**Reading text:**
[Start of section]
HPLC organic solvents (acetone, acetonitrile, methanol, ethyl acetate) with reagent grade were obtained from Merck (Darmstadt, Germany). The sodium sulfate (Na₂SO₄) was obtained from P.O.Ch. (Gliwice, Poland). Water was deionized and purified by ULTRAPURE Milipore Direct-Q 3UV-R (Merck, Darmstadt, Germany). Reagent grade of chlorophyll a ~ 95% (HPLC, M = 893.49 g/mol) was obtained from Sigma-Aldrich (St. Louis, MO, USA). The following polymers were used: PVC (polyvinyl chloride (C₂H₃Cl)_n), PP (polypropylene (C₃H₆)_n), low-density polyethylene (C₂H₄)_n, high-density polyethylene (C₂H₄)_n. All materials in the form of granules: (PP) Polypropylene Moplen EP548R (Basell Orlen Polyolefins, Poland), with density 0.90 g/cm³, Melt Flow Rate 21 g/10 min (230 °C/2.16 kg), (LDPE) low-density Polyethylene Malen E FABS 23-D022 (Basell Orlen Polyolefins, Poland), with density 0.923 g/cm³, Melt Flow Rate 1,95 g/10 min (190 °C/2.16 kg), (HDPE) high-density Polyethylene Hostalen 4131B (Basell Orlen Polyolefins, Płock, Poland), density 0.941 g/cm³, Melt Flow Rate 2,2 g/10 min (190 °C/5.0 kg), (PVC-U) unplasticized poly(vinyl chloride) Alfavinyl GFM/4-31-TR (ALFA sp z o. o., Bielsko-Biała, Poland), with density 1.230 g/cm³. The materials used for the tests were in the form of granulate (3 mm diameter and 5 mm length) and in the form of a powder (with dimensions of 150 µm) obtained as a result of crushing the granules with mechanical mills.

Stock solutions (100 μg mL^–1) of cyprodinil, chlorothalonil, and thiabendazone (Sigma-Aldrich, St. Louis, MO, USA) were prepared in acetone. Working standard solutions containing the analytes at various concentrations were prepared by diluting stock solutions, ensuring 2:1 the ratio of acetone:water. Samples of pesticide-free spinach extract were fortified by working solutions ensuring final pesticide concentration at the level of 1, 10, 50 µg mL⁻¹.

2.2. Plant Extract

Fresh Spinacia oleracea L. mature leaves containing 8.53% dry matter were purchased from the local market. The extraction of the pigments from the biomass was described previously [30]. The cold acetone was used as the standard solvent for pigments extraction. The fresh spinach leaves (2.0 g) were cut into small pieces, triturated with cooled (4 °C) acetone (15 mL), and mixed with Na₂SO₄ (1.5 g). The mixture was macerating in a mortar for 10 min until the color of leaves disappeared. After centrifuging at 2500 rpm for 10 min, the resulting supernatant was directly injected into HPLC after appropriate dilution or used for further adsorption experiments.
[End of section]
**Extracted entries:**
[Start of section]
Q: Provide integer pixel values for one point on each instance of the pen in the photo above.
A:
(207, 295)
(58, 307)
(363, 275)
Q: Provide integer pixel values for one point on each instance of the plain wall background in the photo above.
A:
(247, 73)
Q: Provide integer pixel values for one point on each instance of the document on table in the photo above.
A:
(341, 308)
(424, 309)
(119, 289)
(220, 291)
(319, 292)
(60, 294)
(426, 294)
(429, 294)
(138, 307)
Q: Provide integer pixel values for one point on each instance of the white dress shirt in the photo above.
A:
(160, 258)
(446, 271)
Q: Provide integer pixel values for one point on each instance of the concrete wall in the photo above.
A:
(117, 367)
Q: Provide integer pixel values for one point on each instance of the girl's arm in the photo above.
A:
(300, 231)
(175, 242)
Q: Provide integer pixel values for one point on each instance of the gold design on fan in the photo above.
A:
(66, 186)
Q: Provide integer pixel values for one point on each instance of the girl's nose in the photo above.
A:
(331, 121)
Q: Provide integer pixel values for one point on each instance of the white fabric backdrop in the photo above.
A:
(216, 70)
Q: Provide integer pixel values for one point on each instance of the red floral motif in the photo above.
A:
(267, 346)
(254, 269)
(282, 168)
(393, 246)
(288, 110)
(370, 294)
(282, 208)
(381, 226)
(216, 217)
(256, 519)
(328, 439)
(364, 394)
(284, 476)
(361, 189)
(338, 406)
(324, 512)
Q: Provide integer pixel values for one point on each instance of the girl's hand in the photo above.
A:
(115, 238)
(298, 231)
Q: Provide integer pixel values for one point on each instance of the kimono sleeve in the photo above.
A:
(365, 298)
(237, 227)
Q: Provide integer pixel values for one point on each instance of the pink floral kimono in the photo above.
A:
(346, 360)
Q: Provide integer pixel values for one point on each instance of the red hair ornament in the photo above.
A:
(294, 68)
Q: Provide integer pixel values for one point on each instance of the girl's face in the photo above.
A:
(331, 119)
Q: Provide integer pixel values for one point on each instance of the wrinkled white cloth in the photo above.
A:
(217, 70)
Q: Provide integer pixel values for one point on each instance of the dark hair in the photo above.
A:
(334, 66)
[End of section]
**What you have to do:**
Repeat word for word the part of the materials text that starts at "Stock solutions (100" and ends at "50 µg mL⁻¹.".

**Answer to this task:**
Stock solutions (100 μg mL^–1) of cyprodinil, chlorothalonil, and thiabendazone (Sigma-Aldrich, St. Louis, MO, USA) were prepared in acetone. Working standard solutions containing the analytes at various concentrations were prepared by diluting stock solutions, ensuring 2:1 the ratio of acetone:water. Samples of pesticide-free spinach extract were fortified by working solutions ensuring final pesticide concentration at the level of 1, 10, 50 µg mL⁻¹.